Written instruction
Take the lines from the one with "find the woman" through the end of the material below and repeat them exactly, dropping every picture.

Raw records

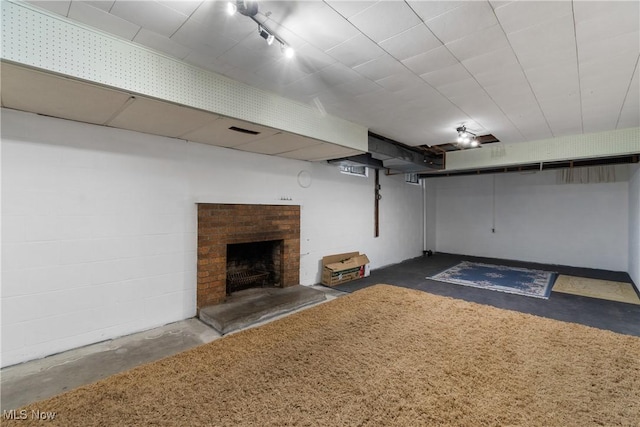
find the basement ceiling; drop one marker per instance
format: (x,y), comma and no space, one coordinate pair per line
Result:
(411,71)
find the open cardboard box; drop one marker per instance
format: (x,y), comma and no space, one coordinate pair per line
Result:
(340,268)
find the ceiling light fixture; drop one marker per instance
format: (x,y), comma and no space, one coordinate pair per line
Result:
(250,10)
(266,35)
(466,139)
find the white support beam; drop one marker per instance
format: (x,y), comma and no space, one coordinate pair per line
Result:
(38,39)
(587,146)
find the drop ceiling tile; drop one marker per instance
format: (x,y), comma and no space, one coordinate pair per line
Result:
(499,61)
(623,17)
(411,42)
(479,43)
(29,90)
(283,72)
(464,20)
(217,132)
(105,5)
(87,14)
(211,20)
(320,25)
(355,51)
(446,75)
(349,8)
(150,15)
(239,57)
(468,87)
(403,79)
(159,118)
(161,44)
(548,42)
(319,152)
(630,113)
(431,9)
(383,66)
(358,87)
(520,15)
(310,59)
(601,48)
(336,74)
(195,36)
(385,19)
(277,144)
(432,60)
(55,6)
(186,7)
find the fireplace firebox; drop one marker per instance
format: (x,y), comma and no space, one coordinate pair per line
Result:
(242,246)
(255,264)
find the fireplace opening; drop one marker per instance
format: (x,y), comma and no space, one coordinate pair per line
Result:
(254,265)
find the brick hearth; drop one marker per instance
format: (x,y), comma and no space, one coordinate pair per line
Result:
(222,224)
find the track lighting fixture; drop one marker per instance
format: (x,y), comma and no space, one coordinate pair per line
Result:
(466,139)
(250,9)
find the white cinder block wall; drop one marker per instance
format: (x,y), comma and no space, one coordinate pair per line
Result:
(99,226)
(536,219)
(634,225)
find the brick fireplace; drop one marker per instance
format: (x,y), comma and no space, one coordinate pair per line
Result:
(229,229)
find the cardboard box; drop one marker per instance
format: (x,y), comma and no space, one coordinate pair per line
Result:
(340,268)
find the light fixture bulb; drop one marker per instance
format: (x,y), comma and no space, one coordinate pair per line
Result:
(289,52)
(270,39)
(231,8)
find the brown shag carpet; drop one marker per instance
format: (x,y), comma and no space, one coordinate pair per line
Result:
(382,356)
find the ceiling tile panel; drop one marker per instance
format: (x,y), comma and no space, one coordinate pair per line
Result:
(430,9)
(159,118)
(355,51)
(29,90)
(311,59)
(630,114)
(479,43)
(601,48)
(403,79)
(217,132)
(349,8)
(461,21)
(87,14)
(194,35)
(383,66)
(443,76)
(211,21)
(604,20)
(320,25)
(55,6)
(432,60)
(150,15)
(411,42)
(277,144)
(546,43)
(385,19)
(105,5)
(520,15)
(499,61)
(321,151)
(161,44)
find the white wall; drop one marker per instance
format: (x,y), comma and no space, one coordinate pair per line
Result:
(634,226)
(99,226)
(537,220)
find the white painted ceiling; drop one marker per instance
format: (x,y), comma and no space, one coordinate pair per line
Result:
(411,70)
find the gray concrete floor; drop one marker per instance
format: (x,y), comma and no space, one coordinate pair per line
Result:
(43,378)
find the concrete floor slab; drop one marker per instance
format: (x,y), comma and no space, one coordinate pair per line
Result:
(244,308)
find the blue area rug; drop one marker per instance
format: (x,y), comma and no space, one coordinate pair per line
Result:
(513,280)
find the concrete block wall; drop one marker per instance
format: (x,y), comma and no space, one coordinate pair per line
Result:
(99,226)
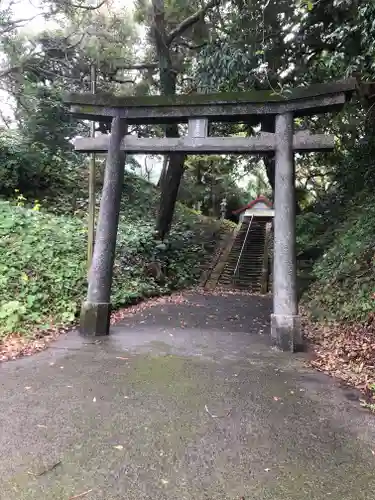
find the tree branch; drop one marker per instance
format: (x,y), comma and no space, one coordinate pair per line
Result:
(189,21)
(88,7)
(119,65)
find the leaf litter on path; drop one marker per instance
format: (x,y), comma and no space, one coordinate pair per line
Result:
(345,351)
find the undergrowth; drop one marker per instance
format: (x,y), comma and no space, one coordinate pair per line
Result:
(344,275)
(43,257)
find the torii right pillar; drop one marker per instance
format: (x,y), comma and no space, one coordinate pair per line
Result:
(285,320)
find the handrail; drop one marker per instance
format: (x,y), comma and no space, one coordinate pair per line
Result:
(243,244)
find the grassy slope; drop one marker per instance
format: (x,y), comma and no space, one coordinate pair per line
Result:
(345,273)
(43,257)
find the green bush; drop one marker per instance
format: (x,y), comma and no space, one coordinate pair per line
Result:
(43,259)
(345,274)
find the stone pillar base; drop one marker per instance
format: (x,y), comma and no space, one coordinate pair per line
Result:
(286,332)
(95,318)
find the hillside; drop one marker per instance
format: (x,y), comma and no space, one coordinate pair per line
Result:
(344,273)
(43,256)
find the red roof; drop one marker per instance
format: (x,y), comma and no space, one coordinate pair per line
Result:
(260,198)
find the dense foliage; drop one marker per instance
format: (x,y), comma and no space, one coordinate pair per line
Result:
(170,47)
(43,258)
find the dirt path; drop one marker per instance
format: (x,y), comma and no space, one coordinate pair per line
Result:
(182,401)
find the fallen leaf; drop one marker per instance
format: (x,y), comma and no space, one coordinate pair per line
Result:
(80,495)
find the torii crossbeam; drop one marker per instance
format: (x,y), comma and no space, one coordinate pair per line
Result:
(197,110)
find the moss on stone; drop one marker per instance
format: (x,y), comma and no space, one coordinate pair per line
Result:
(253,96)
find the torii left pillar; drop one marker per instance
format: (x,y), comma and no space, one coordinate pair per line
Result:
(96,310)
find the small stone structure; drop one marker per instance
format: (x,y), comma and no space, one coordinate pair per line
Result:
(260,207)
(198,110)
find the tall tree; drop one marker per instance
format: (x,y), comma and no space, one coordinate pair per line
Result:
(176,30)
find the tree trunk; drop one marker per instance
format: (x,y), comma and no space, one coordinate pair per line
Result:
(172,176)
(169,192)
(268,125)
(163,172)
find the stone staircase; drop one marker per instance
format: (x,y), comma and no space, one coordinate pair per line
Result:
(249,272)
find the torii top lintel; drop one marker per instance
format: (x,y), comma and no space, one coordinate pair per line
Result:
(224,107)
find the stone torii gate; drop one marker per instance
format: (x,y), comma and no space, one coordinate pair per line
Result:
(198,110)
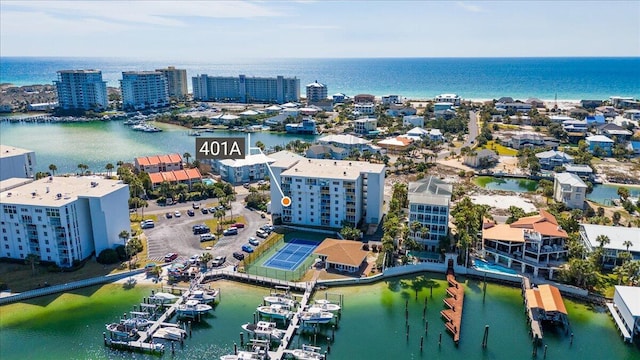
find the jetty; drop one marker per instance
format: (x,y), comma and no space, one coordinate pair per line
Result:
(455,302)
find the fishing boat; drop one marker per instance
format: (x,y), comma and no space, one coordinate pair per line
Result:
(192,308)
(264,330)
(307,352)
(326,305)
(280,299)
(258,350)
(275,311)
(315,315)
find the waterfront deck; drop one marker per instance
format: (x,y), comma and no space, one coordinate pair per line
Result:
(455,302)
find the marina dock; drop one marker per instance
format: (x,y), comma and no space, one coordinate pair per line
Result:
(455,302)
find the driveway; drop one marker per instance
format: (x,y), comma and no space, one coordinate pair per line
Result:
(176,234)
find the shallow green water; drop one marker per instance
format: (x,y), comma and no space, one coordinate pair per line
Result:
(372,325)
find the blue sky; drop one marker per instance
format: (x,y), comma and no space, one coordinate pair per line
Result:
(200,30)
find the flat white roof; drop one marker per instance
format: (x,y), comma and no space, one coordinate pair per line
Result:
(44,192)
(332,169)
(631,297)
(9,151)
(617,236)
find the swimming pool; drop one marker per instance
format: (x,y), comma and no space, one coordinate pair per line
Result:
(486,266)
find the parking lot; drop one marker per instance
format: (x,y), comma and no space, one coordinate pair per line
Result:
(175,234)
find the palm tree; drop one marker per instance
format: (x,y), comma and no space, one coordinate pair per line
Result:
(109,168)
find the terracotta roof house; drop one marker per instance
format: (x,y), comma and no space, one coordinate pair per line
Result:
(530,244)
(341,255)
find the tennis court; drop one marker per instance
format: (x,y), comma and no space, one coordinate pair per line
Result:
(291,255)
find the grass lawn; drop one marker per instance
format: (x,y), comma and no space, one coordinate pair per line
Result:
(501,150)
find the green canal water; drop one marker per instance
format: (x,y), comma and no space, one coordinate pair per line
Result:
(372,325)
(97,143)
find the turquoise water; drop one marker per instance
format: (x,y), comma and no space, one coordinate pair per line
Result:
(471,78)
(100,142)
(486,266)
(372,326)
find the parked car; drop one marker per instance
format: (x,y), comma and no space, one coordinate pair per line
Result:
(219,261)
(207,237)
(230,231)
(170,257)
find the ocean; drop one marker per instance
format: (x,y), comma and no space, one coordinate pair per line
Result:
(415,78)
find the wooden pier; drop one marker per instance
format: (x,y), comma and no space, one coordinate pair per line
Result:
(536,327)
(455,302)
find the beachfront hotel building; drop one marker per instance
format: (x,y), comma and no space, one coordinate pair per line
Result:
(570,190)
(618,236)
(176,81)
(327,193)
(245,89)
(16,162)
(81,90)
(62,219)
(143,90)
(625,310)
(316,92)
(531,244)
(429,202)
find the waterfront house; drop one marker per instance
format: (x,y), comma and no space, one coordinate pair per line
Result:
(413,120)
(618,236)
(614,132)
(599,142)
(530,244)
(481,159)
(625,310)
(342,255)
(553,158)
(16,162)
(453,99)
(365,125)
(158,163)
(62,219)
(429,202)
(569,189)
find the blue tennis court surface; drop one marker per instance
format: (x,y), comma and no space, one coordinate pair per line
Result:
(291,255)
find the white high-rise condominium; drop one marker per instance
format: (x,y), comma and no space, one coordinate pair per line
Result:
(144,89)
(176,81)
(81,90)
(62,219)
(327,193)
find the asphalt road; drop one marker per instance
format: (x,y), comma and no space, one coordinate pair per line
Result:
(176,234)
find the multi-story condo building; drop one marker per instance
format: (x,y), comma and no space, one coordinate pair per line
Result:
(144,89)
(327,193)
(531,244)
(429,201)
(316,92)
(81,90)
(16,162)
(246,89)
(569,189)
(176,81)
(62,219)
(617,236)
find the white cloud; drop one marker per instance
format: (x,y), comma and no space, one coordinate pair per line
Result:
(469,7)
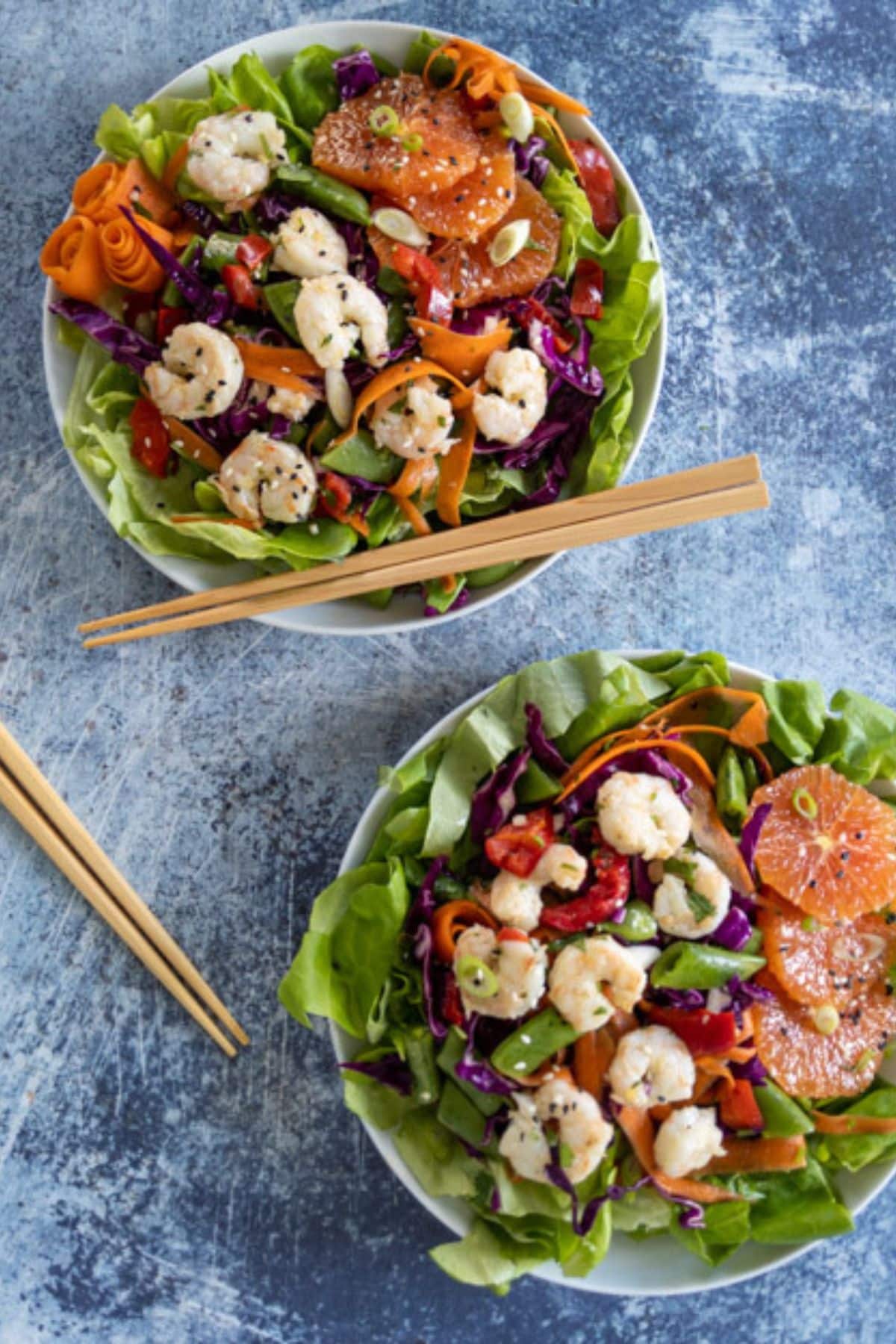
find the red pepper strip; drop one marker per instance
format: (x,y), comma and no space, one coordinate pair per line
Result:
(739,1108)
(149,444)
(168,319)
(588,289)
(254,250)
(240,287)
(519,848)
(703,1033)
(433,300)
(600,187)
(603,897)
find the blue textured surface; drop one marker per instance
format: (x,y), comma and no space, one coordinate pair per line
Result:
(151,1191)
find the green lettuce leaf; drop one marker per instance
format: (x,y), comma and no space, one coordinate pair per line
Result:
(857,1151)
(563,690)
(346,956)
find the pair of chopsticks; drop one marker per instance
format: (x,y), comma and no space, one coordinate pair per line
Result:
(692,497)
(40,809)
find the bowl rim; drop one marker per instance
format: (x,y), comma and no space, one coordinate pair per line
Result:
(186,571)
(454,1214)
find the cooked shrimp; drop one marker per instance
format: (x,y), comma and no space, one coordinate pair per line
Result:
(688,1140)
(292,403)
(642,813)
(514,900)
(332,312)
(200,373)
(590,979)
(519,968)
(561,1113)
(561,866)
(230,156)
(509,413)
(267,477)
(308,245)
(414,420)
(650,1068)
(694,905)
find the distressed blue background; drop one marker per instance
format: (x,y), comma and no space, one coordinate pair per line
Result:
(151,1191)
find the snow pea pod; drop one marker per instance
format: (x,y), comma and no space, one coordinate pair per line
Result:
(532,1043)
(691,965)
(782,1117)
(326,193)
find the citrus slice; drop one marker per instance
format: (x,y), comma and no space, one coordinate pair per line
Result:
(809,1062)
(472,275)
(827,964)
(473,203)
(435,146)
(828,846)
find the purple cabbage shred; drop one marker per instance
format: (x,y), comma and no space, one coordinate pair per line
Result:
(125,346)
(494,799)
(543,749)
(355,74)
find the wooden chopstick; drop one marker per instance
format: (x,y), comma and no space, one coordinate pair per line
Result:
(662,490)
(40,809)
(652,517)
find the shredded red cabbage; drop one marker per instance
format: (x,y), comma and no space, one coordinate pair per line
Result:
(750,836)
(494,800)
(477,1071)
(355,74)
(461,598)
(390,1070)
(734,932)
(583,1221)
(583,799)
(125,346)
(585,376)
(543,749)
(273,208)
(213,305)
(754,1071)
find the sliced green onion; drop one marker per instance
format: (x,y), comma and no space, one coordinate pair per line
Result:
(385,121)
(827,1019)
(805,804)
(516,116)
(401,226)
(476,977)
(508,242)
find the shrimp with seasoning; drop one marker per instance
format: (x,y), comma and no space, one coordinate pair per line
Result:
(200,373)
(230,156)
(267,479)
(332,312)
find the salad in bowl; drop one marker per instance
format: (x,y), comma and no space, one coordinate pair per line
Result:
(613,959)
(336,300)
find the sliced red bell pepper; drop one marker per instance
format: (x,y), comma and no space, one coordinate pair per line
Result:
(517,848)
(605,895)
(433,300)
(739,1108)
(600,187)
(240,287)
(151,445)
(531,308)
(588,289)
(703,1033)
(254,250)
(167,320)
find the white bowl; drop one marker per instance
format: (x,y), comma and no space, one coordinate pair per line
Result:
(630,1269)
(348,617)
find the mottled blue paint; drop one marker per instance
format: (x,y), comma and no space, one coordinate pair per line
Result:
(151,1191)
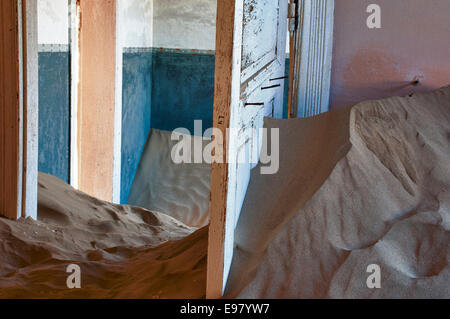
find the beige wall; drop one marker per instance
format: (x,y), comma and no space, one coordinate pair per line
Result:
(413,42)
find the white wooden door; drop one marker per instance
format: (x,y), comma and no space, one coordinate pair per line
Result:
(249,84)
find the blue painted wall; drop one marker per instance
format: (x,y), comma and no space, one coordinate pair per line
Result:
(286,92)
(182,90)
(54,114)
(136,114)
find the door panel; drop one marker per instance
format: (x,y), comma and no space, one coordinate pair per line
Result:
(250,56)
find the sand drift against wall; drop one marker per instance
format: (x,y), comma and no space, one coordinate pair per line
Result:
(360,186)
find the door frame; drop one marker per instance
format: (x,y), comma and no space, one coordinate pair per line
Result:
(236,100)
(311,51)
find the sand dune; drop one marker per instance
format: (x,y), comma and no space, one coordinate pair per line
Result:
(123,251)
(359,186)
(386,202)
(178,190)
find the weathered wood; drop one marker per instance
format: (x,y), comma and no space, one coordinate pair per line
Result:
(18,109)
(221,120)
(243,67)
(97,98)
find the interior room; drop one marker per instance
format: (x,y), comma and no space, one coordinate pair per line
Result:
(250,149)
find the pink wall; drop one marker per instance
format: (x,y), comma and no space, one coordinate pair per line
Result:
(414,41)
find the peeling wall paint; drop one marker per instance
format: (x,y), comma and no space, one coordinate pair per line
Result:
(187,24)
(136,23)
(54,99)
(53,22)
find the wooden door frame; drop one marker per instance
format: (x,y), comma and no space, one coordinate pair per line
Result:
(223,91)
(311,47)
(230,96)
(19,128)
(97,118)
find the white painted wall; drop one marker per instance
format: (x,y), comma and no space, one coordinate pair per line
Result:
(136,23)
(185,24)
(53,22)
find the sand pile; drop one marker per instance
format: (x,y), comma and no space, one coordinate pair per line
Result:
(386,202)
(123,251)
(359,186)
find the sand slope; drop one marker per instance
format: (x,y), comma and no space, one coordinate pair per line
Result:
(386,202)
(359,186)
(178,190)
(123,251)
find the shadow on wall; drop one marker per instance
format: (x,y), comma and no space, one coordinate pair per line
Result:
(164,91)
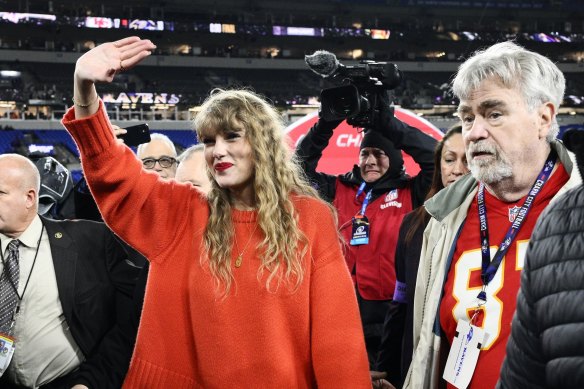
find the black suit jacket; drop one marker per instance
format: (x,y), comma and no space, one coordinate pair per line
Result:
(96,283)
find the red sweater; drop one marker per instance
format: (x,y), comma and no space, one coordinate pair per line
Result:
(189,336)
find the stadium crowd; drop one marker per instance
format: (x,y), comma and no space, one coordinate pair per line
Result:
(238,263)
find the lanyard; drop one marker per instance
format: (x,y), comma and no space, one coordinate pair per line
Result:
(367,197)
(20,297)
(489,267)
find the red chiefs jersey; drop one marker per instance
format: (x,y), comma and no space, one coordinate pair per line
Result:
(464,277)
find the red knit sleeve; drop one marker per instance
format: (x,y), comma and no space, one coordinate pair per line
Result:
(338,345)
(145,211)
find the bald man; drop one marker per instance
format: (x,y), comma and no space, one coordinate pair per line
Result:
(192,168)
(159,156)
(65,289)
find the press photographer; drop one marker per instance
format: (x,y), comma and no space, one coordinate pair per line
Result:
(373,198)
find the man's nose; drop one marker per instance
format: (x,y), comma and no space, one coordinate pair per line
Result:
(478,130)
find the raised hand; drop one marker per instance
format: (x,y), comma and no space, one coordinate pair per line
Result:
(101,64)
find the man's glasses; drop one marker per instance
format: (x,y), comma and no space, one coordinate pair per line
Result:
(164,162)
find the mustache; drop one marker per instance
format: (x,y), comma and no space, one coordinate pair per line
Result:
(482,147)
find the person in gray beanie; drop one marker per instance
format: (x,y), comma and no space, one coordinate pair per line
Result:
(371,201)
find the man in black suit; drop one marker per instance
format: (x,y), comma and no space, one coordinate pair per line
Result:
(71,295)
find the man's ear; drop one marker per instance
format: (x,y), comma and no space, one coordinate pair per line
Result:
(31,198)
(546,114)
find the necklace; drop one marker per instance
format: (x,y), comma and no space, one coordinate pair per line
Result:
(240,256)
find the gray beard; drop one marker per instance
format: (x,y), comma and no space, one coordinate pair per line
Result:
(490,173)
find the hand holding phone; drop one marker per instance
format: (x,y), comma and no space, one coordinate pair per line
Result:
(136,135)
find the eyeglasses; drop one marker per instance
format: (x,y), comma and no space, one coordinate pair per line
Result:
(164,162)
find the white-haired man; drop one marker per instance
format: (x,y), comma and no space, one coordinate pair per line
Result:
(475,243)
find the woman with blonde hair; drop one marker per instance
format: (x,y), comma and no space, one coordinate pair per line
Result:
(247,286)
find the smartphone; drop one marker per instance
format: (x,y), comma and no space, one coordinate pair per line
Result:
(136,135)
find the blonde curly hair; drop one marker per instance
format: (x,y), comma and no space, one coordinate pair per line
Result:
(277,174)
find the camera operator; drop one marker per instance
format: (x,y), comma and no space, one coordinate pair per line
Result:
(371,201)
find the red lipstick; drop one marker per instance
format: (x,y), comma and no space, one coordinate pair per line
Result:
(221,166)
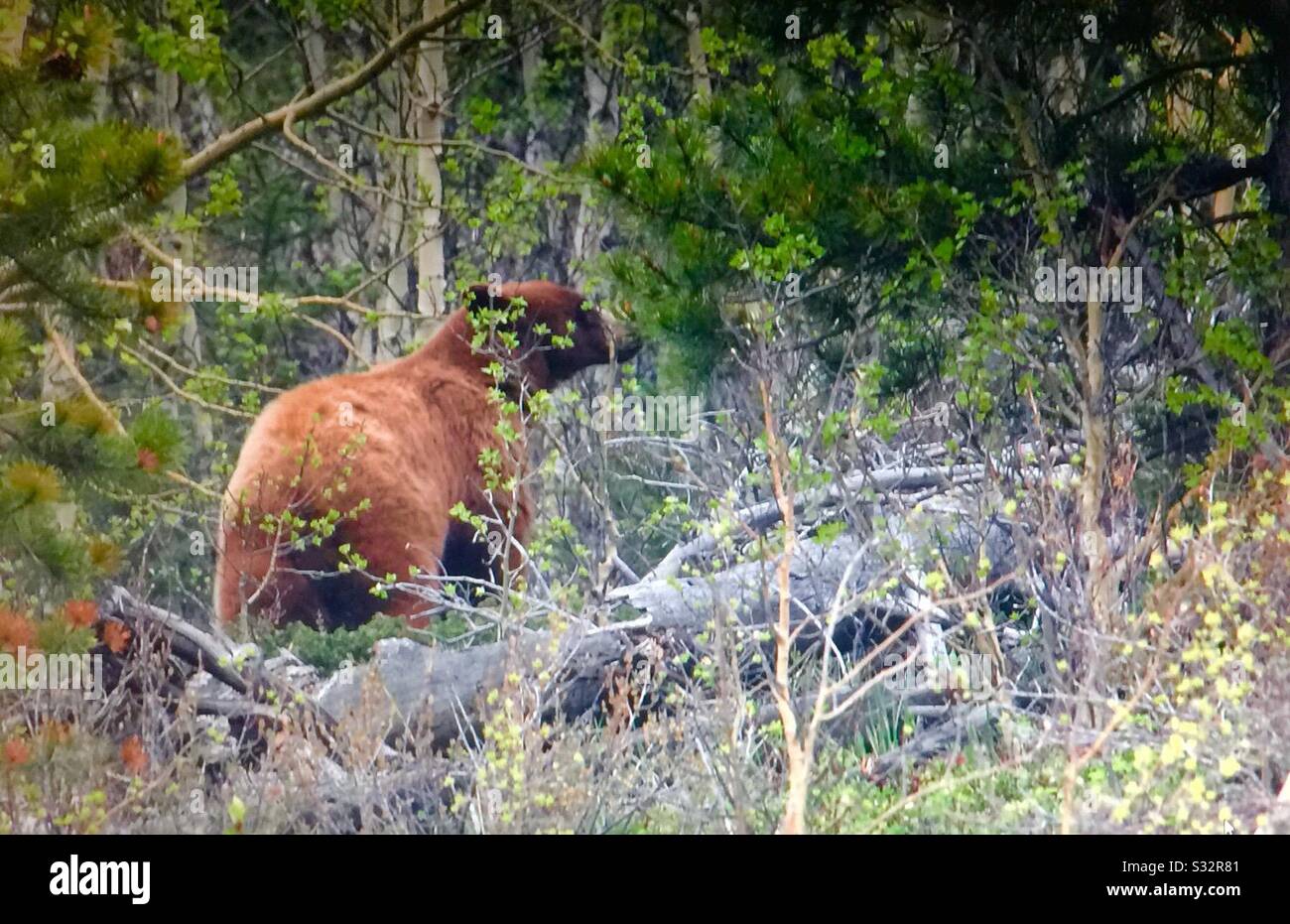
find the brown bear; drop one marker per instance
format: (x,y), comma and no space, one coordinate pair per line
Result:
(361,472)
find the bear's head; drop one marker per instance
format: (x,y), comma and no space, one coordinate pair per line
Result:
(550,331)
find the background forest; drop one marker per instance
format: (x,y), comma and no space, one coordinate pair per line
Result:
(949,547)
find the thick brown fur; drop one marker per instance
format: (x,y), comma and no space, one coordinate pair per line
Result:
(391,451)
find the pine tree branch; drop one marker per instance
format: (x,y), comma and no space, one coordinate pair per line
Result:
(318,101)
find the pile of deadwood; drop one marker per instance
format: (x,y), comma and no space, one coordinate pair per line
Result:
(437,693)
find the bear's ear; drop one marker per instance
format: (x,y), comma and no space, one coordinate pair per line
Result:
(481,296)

Reply
find the woman with blonde hair; drop one marker per instance
format: (x,y), comma and no space, one coordinate pair per line
Result:
(247,286)
find the smartphone; drop one marker per instance
format: (x,y), comma and no space, one coordinate pair per line
Result:
(136,135)
find the blonde curly hair; drop one marker per instance
format: (x,y), comma and no space, one coordinate pair per line
Result:
(277,174)
find the camera operator; drop one marker per instance
format: (x,y), comma and no space, one coordinate pair per line
Result:
(371,201)
find the red lipstick; drop one marker per instance
format: (x,y), comma and no space, one coordinate pair per line
Result:
(221,166)
find the brown bear; drop one marker per instance
format: (x,y), comma and no space, one coordinate pair per line
Result:
(361,472)
find the bear's head; drop one marker per instance
format: (x,y), comma and no space, one coordinate pair per line
Result:
(550,331)
find the background forest; drop one marker per instance
format: (x,y), comma and no space, one coordinate pair per line
Result:
(949,547)
find the thick brown fur; drop one marker per instance
format: (x,y), comma and no space, one coordinate pair per line
Result:
(391,451)
find the pine tree branch; drop one marker per instance
format: (x,y), comma and no space, one coordinate pair per line
Result:
(318,101)
find the pile of deadwood; drop one marker per instance
format: (x,y), comma and no space, one coordinate pair per line
Result:
(437,693)
find the bear's ear; drop one marker per instance
format: (x,y), comma and no space, one coordinate pair per line
Result:
(481,296)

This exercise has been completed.